REQUESTS:
1 > List every speaker named in the webinar announcement below, along with the organization each one represents.
2 > According to the webinar announcement below, how long does the webinar part of the event last?
3 > Pick up the webinar announcement on suburban multifamily foreclosures below right after its last sentence, ahead of the entries, and keep writing in the same voice.

# start of ARTICLE

Repositioning Suburban Multifamily Foreclosures: A Case Study from the Village of Oak Park, IL
Join us Wednesday, December 8 at 2:00 p.m. EST/11:00 a.m. PST for the next Live at the Forum session in the rental housing webinar series. Christine Kolb of ULI Chicago; Scott Goldstein of Teska Associates, Inc. and Tammie Grossman of the Village of Oak Park, Illinois will highlight efforts to bring foreclosed multifamily properties back into productive use, using Village of Oak Park, Illinois -- a Chicago suburb -- as a case study. The speakers will describe lessons learned from a recent technical assistance workshop, and offer strategies to respond to suburban multifamily foreclosures and create opportunities for long-term affordable rental housing.
Participate in the webinar The two-part event begins at 2:00 p.m. EST (11:00 a.m. PST) with a 60-minute webinar that will provide an opportunity to listen to each speaker as well as ask questions. Click here to register!
Continue the conversation Immediately following the call, we encourage you to post additional questions and comments on the HousingPolicy.org Forum.
I just signed up for the Forum! I am an attorney who has organized the nonprofit (501(c)3)) Equitable Housing Institute. EHI promotes affordable housing by helping to eliminate regulatory barriers.
I have a follow-up question regarding the one I asked at the webinar just concluded, about the utility of a right of first refusal to affordable housing developers to acquire foreclosed properties (at minimal cost) in areas like Oak Park. Thanks very much for your response to that question, btw.

# end of ARTICLE
# start of MATERIAL SUPPLIED

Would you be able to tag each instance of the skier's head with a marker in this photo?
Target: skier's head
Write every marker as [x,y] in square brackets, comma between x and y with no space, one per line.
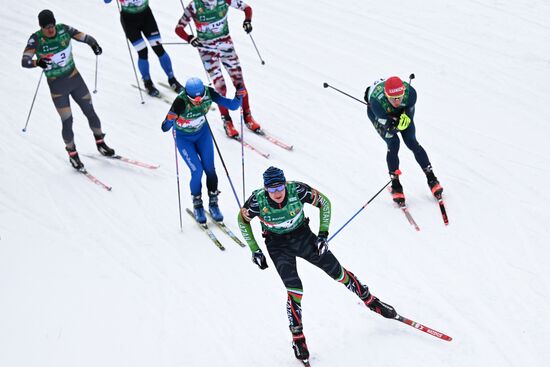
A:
[46,20]
[394,89]
[210,4]
[194,88]
[275,183]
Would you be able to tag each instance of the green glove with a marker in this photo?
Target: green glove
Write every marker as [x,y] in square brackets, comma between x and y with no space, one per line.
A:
[404,122]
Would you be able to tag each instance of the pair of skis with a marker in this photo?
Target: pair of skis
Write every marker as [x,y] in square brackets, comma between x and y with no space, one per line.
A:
[211,235]
[268,137]
[117,157]
[405,209]
[411,323]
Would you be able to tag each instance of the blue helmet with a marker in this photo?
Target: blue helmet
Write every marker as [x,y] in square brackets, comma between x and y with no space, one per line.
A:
[274,176]
[194,88]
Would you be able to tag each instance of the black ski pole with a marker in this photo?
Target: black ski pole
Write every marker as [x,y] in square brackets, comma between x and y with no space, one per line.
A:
[242,152]
[190,27]
[178,178]
[258,52]
[95,84]
[326,85]
[130,52]
[223,164]
[33,99]
[175,43]
[359,211]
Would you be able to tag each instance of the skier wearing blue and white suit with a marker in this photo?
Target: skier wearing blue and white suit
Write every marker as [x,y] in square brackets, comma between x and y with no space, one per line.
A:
[194,140]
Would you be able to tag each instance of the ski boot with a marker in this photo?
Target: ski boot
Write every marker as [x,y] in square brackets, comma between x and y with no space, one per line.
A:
[435,187]
[175,85]
[397,189]
[103,148]
[230,130]
[251,123]
[299,344]
[150,88]
[213,207]
[74,158]
[198,210]
[380,307]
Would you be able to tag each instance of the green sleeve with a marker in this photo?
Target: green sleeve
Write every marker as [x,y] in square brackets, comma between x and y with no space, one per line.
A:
[324,212]
[246,231]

# end of MATERIAL SUPPLIED

OUTPUTS BY TASK:
1 >
Christine Kolb, ULI Chicago
Scott Goldstein, Teska Associates, Inc.
Tammie Grossman, Village of Oak Park, Illinois

2 > 60 minutes.

3 >
Let me provide some context. Arguably, the opportunity for a person to access affordable housing is of fundamental LEGAL significance, in addition to being a basic human need. EHI believes that the Mount Laurel II decision in New Jersey (1983) correctly held that ALL barriers to that opportunity that are caused by, or are under the control of, government are illegal – and we know of no contrary judicial opinions. Numerous state Supreme Courts have joined Mount Laurel in holding exclusionary zoning illegal, and numerous states (including Illinois) have attempted to legislate around regulatory barriers. (There also is relevant Illinois case law.)
Following the principles behind those decisions and statutes, it seems to me that where a local government takes over control of a piece of property (e.g., multifamily building), and where there are people who lack the opportunity for affordable housing, that government should do nothing to stand in the way of that opportunity. Thus, it should not sell that property to a bank (as in the Oak Park case you discussed) or otherwise dispose of the property, without offering it to a developer who provides a reasonable plan to use the property for affordable housing.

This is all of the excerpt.